What you need to do:
Once you have located the line containing "- **query**: chin" in the material below, return it exactly along with each line after it through the line containing "- **query**: hand holding bottle".
☆ ☆ ☆ ☆ ☆ ☆ ☆
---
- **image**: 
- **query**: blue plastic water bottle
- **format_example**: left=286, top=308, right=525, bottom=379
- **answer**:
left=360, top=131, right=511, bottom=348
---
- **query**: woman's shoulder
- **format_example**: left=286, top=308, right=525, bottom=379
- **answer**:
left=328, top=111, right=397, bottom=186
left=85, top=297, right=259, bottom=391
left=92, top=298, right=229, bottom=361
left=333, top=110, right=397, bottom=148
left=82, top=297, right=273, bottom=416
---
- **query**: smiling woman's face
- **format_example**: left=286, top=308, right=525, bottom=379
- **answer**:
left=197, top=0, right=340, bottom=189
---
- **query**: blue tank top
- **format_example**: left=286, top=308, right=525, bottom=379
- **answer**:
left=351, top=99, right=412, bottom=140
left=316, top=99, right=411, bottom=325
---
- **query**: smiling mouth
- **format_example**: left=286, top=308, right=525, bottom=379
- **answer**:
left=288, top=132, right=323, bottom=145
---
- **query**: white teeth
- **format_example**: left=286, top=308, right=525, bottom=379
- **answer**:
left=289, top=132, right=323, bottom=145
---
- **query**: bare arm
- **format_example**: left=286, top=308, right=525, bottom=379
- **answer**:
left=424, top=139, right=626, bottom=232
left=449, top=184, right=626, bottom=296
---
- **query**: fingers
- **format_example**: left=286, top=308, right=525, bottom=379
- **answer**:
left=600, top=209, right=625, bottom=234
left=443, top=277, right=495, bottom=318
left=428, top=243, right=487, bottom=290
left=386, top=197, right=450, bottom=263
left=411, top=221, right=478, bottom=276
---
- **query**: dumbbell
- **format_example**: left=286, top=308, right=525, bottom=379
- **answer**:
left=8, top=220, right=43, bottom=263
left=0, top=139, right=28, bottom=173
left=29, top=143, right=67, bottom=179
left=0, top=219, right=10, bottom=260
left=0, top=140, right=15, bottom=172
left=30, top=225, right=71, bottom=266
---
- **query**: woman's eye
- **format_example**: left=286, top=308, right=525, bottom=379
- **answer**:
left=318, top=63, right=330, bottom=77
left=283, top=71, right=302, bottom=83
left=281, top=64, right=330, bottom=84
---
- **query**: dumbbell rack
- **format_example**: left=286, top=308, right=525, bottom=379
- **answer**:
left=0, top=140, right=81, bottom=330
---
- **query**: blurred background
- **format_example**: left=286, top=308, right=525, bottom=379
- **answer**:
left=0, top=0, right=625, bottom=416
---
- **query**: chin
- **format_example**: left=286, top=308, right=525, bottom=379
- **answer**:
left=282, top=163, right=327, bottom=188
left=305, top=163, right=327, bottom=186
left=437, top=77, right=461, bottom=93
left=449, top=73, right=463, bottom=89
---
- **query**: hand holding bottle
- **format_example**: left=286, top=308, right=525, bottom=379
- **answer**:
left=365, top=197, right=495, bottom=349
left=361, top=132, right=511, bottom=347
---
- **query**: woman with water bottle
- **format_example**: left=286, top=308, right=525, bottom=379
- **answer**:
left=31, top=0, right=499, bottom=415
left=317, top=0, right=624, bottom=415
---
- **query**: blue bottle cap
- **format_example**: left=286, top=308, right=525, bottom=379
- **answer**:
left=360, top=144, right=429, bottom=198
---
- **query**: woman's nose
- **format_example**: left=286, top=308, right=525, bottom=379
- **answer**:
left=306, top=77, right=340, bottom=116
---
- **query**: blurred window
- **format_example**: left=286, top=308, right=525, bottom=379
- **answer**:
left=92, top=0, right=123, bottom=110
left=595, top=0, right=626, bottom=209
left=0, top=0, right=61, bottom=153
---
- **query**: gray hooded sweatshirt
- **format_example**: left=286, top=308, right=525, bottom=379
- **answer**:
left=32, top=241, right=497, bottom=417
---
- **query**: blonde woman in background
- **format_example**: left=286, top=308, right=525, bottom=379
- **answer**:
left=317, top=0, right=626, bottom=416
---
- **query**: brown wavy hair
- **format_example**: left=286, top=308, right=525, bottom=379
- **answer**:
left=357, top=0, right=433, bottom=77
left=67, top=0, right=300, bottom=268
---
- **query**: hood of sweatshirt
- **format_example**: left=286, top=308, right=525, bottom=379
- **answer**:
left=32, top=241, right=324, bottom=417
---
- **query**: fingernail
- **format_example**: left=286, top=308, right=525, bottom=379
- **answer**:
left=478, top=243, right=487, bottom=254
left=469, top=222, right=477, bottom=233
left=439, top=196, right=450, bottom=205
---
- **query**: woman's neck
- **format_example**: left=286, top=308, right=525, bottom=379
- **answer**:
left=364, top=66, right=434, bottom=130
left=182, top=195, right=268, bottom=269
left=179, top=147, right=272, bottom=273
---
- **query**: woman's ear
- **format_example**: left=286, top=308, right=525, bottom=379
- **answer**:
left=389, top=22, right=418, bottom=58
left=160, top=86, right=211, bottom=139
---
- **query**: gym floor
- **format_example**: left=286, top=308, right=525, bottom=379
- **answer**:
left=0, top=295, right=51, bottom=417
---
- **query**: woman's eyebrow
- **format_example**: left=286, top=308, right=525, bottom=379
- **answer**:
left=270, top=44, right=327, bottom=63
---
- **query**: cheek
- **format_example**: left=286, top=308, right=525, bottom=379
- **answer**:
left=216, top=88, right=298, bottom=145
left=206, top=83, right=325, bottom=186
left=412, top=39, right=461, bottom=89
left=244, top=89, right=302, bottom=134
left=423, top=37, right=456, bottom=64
☆ ☆ ☆ ☆ ☆ ☆ ☆
Your response:
- **query**: chin
- **format_example**: left=286, top=308, right=525, bottom=379
- **answer**:
left=282, top=163, right=327, bottom=188
left=305, top=163, right=327, bottom=186
left=437, top=77, right=461, bottom=93
left=449, top=73, right=463, bottom=89
---
- **query**: hand holding bottle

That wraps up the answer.